_Passage_
----------
Though the rising tension between Russia and Ukraine may seem to be a long way away from the Middle East, the impact of a war between them would be strongly felt in the region. While the Ukraine crisis may look like a conflict between Russia and the West led by the US, its ramifications affect the world as a whole.
Even before any military escalation begins, international and regional positions are shifting. China used the Winter Olympics in Beijing to host Russian President Vladimir Putin, for example, along with the leaders of Egypt, the United Arab Emirates (UAE), and Qatar.
With the Ukraine crisis in the background and amid the rising rift between the West and some of its traditional partners, Chinese President Xi Jinping tried to garner the cooperation of some of those most at odds with the US or concerned at seeing it disengaging from their region.
----------
_Given data_

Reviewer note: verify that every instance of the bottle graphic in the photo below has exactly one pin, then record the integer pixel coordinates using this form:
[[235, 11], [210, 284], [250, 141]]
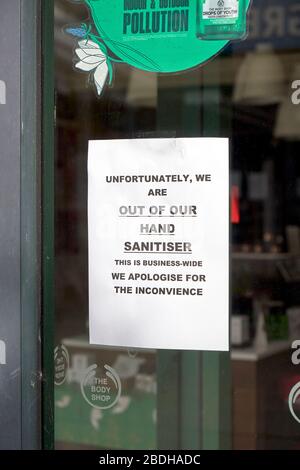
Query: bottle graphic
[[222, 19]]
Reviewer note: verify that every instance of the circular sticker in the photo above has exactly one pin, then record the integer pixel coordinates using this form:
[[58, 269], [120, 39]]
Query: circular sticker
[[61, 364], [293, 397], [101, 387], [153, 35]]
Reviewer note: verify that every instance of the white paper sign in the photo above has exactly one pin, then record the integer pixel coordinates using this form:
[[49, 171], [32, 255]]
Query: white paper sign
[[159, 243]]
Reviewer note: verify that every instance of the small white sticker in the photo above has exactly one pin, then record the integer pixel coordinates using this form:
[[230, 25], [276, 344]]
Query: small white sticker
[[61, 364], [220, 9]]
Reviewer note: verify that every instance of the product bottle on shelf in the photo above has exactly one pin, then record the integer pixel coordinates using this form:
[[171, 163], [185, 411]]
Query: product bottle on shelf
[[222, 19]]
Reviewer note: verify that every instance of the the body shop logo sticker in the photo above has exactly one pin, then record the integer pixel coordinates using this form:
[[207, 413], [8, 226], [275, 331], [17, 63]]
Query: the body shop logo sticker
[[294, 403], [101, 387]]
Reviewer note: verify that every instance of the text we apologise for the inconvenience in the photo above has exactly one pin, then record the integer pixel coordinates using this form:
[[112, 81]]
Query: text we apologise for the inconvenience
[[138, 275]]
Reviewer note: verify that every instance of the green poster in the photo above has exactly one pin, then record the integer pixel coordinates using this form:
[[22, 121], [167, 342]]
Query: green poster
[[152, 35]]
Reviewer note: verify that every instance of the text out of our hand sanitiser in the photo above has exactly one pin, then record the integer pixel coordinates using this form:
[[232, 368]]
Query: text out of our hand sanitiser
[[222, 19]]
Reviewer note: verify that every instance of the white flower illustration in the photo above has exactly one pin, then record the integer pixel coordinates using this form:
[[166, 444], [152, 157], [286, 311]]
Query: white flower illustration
----------
_Problem set_
1. Output the passage on the Ukraine crisis word for word, starting at "Though the rising" and ending at "from their region.".
2. Answer these questions from the passage on the Ukraine crisis:
(a) What event did China use to host Vladimir Putin?
(b) The leaders of which three countries were hosted along with him?
(c) Who is named as the President of China?
3. For each statement, say yes or no depending on whether it agrees with the passage on the Ukraine crisis, and quote the words that decide it:
(a) The ramifications of the Ukraine crisis are limited to Europe.
(b) International and regional positions are shifting even before any military escalation begins.
(c) The Winter Olympics where Putin was hosted took place in Moscow.
Nothing in the data is needed here.

_Task-by-task outputs_
1.
Though the rising tension between Russia and Ukraine may seem to be a long way away from the Middle East, the impact of a war between them would be strongly felt in the region. While the Ukraine crisis may look like a conflict between Russia and the West led by the US, its ramifications affect the world as a whole.
Even before any military escalation begins, international and regional positions are shifting. China used the Winter Olympics in Beijing to host Russian President Vladimir Putin, for example, along with the leaders of Egypt, the United Arab Emirates (UAE), and Qatar.
With the Ukraine crisis in the background and amid the rising rift between the West and some of its traditional partners, Chinese President Xi Jinping tried to garner the cooperation of some of those most at odds with the US or concerned at seeing it disengaging from their region.

2.
(a) The Winter Olympics in Beijing.
(b) Egypt, the United Arab Emirates (UAE), and Qatar.
(c) Xi Jinping.

3.
(a) No: "its ramifications affect the world as a whole."
(b) Yes: "Even before any military escalation begins, international and regional positions are shifting."
(c) No: "China used the Winter Olympics in Beijing to host Russian President Vladimir Putin"